# Directive
Format the entries from the line containing "Automation agent log: The next step is to locate the dark" through the line containing "[[970, 583, 1000, 607], [996, 562, 1036, 588]]", inclusive, as a Markdown table with the columns No. and Line, one row per line, numbered in order and leaving out any blank lines.

[Entries on locating named things]
•••
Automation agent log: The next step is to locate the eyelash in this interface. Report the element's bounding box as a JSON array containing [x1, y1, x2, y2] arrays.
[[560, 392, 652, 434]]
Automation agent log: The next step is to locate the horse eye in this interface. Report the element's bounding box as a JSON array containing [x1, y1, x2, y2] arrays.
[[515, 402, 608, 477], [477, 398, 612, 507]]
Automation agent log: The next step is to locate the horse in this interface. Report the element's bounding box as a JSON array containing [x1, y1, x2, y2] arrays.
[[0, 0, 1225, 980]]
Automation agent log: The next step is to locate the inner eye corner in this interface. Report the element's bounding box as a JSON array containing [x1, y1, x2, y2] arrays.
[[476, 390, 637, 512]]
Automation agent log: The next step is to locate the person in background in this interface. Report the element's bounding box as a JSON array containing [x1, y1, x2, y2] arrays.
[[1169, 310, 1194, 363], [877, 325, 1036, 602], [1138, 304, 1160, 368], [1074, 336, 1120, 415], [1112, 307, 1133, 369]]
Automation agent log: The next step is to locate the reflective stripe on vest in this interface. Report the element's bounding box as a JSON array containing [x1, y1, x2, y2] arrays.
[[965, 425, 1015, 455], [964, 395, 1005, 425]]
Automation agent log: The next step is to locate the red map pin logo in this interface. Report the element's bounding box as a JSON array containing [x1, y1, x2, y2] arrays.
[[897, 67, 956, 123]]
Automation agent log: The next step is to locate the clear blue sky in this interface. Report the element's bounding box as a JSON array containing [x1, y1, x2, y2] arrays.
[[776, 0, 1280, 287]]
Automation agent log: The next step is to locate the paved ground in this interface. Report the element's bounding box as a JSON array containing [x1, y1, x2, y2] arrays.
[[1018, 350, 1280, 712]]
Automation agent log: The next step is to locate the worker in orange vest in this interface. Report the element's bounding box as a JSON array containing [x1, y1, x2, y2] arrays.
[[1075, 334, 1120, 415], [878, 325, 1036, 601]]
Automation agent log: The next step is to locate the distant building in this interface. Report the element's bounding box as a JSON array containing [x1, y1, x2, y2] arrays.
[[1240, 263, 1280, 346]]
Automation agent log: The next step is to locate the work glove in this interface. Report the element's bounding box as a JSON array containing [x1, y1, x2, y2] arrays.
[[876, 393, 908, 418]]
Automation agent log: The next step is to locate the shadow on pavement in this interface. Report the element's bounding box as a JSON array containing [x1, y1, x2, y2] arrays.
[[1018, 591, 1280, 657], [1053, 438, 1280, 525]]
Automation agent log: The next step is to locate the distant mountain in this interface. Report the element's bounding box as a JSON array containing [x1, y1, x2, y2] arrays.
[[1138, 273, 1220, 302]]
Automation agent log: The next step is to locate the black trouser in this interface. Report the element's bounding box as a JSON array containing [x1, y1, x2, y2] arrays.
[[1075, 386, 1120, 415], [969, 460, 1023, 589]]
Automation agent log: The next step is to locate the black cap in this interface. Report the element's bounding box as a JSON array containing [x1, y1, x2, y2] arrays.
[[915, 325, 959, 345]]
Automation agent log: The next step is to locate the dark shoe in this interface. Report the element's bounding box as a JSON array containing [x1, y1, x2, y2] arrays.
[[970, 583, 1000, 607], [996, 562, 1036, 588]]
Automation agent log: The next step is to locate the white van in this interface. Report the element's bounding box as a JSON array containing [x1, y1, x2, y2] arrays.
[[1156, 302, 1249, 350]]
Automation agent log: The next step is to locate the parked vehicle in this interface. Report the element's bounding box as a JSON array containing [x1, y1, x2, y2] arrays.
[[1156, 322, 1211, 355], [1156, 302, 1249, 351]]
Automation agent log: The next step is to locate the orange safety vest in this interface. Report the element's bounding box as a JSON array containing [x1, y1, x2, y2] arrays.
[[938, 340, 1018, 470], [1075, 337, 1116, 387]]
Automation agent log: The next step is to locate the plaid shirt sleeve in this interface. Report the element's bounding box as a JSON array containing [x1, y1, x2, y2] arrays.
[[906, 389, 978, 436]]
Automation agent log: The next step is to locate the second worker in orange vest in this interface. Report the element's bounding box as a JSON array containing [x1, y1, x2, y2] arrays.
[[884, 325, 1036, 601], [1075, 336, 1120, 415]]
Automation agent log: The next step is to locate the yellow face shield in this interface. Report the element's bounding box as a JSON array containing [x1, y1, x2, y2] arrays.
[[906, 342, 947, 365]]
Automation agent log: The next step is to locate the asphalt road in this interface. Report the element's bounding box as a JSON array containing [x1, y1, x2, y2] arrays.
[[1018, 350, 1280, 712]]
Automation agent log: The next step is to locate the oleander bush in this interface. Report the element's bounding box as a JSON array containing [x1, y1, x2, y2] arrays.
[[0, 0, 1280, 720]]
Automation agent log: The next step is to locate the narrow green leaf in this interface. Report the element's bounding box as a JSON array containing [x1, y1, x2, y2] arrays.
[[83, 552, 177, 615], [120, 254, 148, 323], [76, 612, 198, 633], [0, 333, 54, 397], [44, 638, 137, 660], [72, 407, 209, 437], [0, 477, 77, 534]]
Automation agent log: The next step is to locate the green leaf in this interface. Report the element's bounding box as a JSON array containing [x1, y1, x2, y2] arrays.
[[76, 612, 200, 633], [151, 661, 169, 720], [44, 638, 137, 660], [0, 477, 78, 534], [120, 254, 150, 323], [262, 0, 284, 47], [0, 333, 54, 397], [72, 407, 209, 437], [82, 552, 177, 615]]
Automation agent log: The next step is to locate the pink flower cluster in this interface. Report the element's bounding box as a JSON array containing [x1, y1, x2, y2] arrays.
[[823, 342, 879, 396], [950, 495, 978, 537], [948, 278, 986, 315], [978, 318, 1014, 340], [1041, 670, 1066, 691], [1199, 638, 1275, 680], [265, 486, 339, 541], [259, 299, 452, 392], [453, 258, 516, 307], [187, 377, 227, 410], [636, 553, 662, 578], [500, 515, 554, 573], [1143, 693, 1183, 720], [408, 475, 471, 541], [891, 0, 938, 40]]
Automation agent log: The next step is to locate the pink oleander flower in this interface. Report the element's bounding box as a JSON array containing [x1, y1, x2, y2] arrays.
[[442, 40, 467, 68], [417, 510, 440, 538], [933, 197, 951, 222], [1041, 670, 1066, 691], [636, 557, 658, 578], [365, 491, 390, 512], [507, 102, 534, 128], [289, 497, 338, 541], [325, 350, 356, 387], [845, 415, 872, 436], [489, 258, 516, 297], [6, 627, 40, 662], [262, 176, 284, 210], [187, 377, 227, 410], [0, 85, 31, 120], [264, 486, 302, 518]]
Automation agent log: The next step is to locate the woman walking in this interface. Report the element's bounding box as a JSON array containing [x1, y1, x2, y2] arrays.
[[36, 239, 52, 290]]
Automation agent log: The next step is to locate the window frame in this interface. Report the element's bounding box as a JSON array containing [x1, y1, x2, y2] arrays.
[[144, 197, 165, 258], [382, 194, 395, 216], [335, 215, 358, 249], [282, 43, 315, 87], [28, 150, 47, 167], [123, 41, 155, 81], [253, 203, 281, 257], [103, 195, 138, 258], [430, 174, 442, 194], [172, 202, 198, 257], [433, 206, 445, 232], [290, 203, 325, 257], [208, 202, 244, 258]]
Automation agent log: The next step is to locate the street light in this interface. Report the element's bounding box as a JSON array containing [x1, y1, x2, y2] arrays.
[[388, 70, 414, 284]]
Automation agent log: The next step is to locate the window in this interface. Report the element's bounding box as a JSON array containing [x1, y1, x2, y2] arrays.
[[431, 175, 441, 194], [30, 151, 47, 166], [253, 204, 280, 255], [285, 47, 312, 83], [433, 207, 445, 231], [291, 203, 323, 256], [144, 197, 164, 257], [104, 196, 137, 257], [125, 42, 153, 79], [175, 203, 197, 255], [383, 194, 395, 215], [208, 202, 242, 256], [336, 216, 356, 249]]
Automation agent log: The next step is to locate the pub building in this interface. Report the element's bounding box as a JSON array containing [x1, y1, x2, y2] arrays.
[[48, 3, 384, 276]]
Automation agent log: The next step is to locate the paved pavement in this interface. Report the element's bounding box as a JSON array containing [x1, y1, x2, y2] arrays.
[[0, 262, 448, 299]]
•••
# Full solution
| No. | Line |
|---|---|
| 1 | Automation agent log: The next step is to locate the dark shoe in this interface. Report the element's bounding box as a JSON array containing [x1, y1, x2, y2] arrays. |
| 2 | [[970, 583, 1000, 607], [996, 562, 1036, 588]] |